-- Data for the task --
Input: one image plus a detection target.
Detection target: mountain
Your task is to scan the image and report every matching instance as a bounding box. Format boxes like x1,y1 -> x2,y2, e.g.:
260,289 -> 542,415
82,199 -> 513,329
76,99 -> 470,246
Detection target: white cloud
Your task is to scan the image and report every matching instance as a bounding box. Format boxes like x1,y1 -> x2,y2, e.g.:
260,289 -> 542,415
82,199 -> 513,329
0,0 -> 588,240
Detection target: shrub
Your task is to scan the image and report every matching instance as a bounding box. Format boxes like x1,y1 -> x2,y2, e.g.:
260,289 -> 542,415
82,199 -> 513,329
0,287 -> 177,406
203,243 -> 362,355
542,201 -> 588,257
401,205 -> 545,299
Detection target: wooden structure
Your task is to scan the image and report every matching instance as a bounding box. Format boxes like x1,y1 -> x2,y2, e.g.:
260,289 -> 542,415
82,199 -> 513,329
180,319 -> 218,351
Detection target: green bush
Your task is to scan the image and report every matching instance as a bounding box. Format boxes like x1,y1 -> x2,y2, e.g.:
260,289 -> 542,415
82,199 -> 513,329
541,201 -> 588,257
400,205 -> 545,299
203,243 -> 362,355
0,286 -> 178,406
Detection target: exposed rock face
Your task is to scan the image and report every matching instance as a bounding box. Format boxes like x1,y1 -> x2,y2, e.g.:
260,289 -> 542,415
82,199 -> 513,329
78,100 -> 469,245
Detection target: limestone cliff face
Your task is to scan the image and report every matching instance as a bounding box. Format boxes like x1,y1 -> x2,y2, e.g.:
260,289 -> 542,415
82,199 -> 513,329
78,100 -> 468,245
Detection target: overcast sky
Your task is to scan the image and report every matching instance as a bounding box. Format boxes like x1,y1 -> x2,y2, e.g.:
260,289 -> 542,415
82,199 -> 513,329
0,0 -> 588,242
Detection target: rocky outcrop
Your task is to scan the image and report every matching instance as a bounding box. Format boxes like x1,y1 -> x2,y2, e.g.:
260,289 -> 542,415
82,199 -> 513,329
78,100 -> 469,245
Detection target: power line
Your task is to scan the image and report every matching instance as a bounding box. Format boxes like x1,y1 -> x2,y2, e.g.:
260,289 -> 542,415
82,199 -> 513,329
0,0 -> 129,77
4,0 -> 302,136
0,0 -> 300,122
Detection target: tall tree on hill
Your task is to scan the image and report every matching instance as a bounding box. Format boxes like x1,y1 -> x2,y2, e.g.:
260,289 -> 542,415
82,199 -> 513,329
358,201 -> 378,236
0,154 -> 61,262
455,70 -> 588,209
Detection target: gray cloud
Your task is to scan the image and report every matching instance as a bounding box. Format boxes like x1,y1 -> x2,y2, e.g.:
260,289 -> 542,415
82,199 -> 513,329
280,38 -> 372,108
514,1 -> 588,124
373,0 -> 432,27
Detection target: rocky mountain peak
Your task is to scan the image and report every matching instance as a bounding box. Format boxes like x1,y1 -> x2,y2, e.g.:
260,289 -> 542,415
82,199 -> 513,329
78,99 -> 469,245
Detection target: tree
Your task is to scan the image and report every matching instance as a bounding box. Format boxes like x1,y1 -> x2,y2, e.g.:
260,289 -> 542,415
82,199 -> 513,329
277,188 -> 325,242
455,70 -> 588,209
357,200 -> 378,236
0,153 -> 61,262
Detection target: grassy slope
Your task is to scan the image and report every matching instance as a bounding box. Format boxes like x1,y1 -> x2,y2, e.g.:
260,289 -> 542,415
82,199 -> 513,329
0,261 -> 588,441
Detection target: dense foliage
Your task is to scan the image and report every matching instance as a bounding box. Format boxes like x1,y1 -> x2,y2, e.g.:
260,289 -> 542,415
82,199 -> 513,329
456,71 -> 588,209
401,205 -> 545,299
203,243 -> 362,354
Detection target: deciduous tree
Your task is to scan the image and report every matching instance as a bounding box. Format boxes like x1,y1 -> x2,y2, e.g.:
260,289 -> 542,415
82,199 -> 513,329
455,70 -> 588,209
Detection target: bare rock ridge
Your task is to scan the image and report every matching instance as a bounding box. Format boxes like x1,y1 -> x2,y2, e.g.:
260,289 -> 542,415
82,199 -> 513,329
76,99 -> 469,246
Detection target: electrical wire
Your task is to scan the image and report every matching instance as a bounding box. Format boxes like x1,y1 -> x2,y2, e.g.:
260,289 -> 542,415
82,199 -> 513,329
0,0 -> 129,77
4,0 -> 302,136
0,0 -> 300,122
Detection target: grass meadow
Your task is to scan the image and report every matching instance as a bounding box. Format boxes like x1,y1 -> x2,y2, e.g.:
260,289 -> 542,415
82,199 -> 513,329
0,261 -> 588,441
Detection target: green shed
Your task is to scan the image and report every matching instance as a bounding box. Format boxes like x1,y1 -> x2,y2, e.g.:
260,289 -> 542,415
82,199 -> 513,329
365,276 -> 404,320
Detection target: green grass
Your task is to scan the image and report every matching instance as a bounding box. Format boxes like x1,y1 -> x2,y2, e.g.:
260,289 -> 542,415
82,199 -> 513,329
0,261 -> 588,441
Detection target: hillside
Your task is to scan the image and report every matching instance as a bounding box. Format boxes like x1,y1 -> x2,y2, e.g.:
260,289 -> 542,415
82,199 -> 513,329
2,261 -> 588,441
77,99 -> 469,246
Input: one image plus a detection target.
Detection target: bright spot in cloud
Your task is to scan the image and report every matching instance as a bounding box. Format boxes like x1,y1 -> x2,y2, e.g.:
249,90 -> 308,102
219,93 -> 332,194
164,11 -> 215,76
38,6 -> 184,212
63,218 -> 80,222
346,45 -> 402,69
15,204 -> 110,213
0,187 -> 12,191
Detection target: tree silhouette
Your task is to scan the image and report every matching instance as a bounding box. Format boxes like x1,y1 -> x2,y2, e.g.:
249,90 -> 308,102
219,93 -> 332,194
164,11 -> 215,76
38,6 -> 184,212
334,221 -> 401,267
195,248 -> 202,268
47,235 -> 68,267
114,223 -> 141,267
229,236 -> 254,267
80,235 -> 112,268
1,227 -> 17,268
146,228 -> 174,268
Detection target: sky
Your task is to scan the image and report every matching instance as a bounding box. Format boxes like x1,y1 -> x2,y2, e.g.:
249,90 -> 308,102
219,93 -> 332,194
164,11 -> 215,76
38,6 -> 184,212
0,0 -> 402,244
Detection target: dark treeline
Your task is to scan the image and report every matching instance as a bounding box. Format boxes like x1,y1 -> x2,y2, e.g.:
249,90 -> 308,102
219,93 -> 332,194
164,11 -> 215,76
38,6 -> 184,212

-- Task details --
Convert the entire listing above into a JSON list of strings, one string per line, leaving out any blank lines.

-- Task output --
[
  "Input: one image plus a detection target.",
  "Detection target: mountain",
  "Your task is to scan the image and report every matching instance as a bounding box. Format boxes like x1,y1 -> x2,y2, e.g.:",
  "260,289 -> 542,415",
  "82,199 -> 513,329",
  "76,99 -> 470,246",
  "Detection target: white cloud",
  "Your task is to scan the image and report every matching instance as a bounding box. Format boxes like x1,y1 -> x2,y2, e.g.:",
  "260,289 -> 542,415",
  "82,199 -> 513,329",
  "0,0 -> 588,240",
  "Detection target: shrub",
  "Your task is to scan the image and report every matching instance as a bounding box. Format boxes like x1,y1 -> x2,y2, e.g.:",
  "260,289 -> 542,415",
  "82,199 -> 513,329",
  "0,287 -> 177,406",
  "203,243 -> 362,355",
  "542,201 -> 588,257",
  "401,205 -> 545,299",
  "Detection target: wooden structure",
  "Your task is to scan the image and report every matching instance as a bounding box. Format boxes like x1,y1 -> x2,y2, e.g.:",
  "260,289 -> 542,415",
  "82,199 -> 513,329",
  "180,319 -> 218,351",
  "Detection target: green bush",
  "Your task is to scan the image and report every matching instance as a bounding box. Format boxes like x1,y1 -> x2,y2, e.g.:",
  "260,289 -> 542,415",
  "82,199 -> 513,329",
  "541,201 -> 588,257",
  "400,205 -> 545,299",
  "203,243 -> 362,355",
  "0,286 -> 178,406",
  "Detection target: exposed rock face",
  "Your task is to scan the image and report every matching instance as a bounding box. Format boxes like x1,y1 -> x2,y2, e.g.:",
  "260,289 -> 542,415",
  "82,199 -> 513,329",
  "78,100 -> 469,245",
  "Detection target: limestone cliff face",
  "Your task is to scan the image and report every matching instance as a bounding box. Format boxes like x1,y1 -> x2,y2, e.g.:",
  "260,289 -> 542,415",
  "82,199 -> 513,329",
  "78,100 -> 468,245",
  "Detection target: overcast sky",
  "Your task is to scan the image and report every matching instance as a bounding box. Format boxes like x1,y1 -> x2,y2, e.g.:",
  "260,289 -> 542,415",
  "82,199 -> 513,329",
  "0,0 -> 588,242",
  "Detection target: rocky outcrop",
  "Your task is to scan the image and report every matching instance as a bounding box. Format boxes like x1,y1 -> x2,y2, e.g.:",
  "260,289 -> 542,415",
  "82,199 -> 513,329",
  "78,100 -> 469,245",
  "Detection target: power line",
  "Your task is to scan the image and report every matching instance as a bounding box. Format boxes like x1,y1 -> x2,y2, e.g.:",
  "260,289 -> 542,415",
  "82,199 -> 513,329",
  "0,0 -> 129,77",
  "4,0 -> 302,136",
  "0,0 -> 300,122",
  "Detection target: tall tree on hill",
  "Your task is to scan the image and report every matching instance as a bounding box. Format boxes like x1,y1 -> x2,y2, e.g.:",
  "260,289 -> 542,415",
  "82,199 -> 513,329",
  "358,201 -> 378,236",
  "0,154 -> 61,262",
  "455,70 -> 588,209",
  "Detection target: gray cloud",
  "Your task is to scan the image and report every matching instance as a bounding box. Format boxes like x1,y1 -> x2,y2, e.g.:",
  "260,289 -> 542,415",
  "82,199 -> 513,329",
  "280,38 -> 372,108",
  "514,1 -> 588,124",
  "373,0 -> 432,27",
  "Detection target: rocky mountain peak",
  "Your task is to scan the image and report every matching instance as a bounding box. Format boxes like x1,y1 -> x2,y2, e.g.:",
  "260,289 -> 542,415",
  "82,199 -> 513,329",
  "78,99 -> 469,245",
  "Detection target: tree",
  "Your task is to scan the image and report every matching instance as a bounding box. Format boxes like x1,y1 -> x2,y2, e.g.:",
  "260,289 -> 542,415",
  "82,199 -> 513,329",
  "277,188 -> 325,242",
  "455,70 -> 588,209",
  "357,200 -> 378,236",
  "0,153 -> 61,262",
  "Detection target: grassy slope",
  "Your task is to scan the image and report every matching instance as a bounding box. Format boxes like x1,y1 -> x2,y2, e.g.:",
  "260,289 -> 542,415",
  "82,199 -> 513,329",
  "0,261 -> 588,441",
  "Detection target: dense foliage",
  "Your task is to scan the image and report every matching instance as a bounding box. Format boxes like x1,y1 -> x2,y2, e.g.:",
  "260,289 -> 542,415",
  "82,199 -> 513,329",
  "456,71 -> 588,209",
  "401,205 -> 545,299",
  "203,243 -> 362,354",
  "Detection target: deciduous tree",
  "Your task is to scan the image and report every matching instance as a bounding box. Format boxes like x1,y1 -> x2,y2, e.g.:",
  "260,289 -> 542,415",
  "82,199 -> 513,329",
  "455,70 -> 588,209",
  "Detection target: bare rock ridge",
  "Your task is to scan the image and report every matching instance as a bounding box. Format boxes like x1,y1 -> x2,y2, e.g.:",
  "260,289 -> 542,415",
  "82,199 -> 513,329",
  "76,99 -> 469,246",
  "Detection target: electrical wire",
  "Your task is to scan the image and report every matching instance as a bounding box. Format boxes like x1,y1 -> x2,y2, e.g.:",
  "260,289 -> 542,415",
  "82,199 -> 513,329",
  "0,0 -> 129,77",
  "4,0 -> 302,136",
  "0,0 -> 300,122",
  "Detection target: grass meadow",
  "Your task is to scan the image and report every matching instance as a bounding box. Format boxes like x1,y1 -> x2,y2, e.g.:",
  "260,289 -> 542,415",
  "82,199 -> 513,329",
  "0,261 -> 588,441",
  "Detection target: green shed",
  "Your task is to scan the image and report every matching instance as a bounding box. Format boxes like x1,y1 -> x2,y2, e.g.:",
  "260,289 -> 542,415",
  "82,199 -> 513,329",
  "365,276 -> 404,320",
  "Detection target: green grass",
  "Your task is to scan the image and report every matching instance as a bounding box. Format boxes like x1,y1 -> x2,y2, e.g.:",
  "260,289 -> 542,415",
  "82,199 -> 513,329",
  "0,261 -> 588,441",
  "Detection target: hillside",
  "Your task is to scan the image and report every matching instance as a bounding box. Format boxes like x1,y1 -> x2,y2, e.g.:",
  "260,289 -> 542,415",
  "82,199 -> 513,329",
  "2,261 -> 588,441",
  "77,99 -> 469,246",
  "Input: one image plus a detection target.",
  "Detection target: bright spot in cloud",
  "Your task is to scan the image and report every matching instance as a bounding box. Format boxes like x1,y1 -> x2,y2, e.g.:",
  "249,90 -> 308,102",
  "219,93 -> 332,194",
  "164,11 -> 215,76",
  "38,6 -> 184,212",
  "63,218 -> 80,222",
  "346,45 -> 402,69",
  "15,204 -> 110,213",
  "0,187 -> 12,191",
  "Detection target: tree silhouette",
  "Your task is to scan the image and report every matching instance as a bounding box. Format boxes like x1,y1 -> x2,y2, e.g.:",
  "249,90 -> 308,102",
  "219,93 -> 332,194",
  "164,11 -> 215,76",
  "38,6 -> 184,212",
  "334,221 -> 401,267",
  "195,248 -> 202,268",
  "47,235 -> 68,267",
  "114,223 -> 141,267",
  "229,236 -> 254,267",
  "80,235 -> 112,268",
  "1,227 -> 17,268",
  "146,228 -> 174,268",
  "Detection target: sky",
  "Your task is to scan the image and report every matching instance as a bounding box. Format boxes like x1,y1 -> x2,y2, e.g.:",
  "249,90 -> 308,102",
  "219,93 -> 332,194",
  "164,11 -> 215,76",
  "38,6 -> 184,212",
  "0,0 -> 402,244",
  "Detection target: dark treeline",
  "Your task is to scan the image and report every matching instance as a bounding box. Format boxes like x1,y1 -> x2,y2, e.g.:",
  "249,90 -> 308,102",
  "219,93 -> 332,194",
  "164,11 -> 215,76",
  "38,6 -> 184,212"
]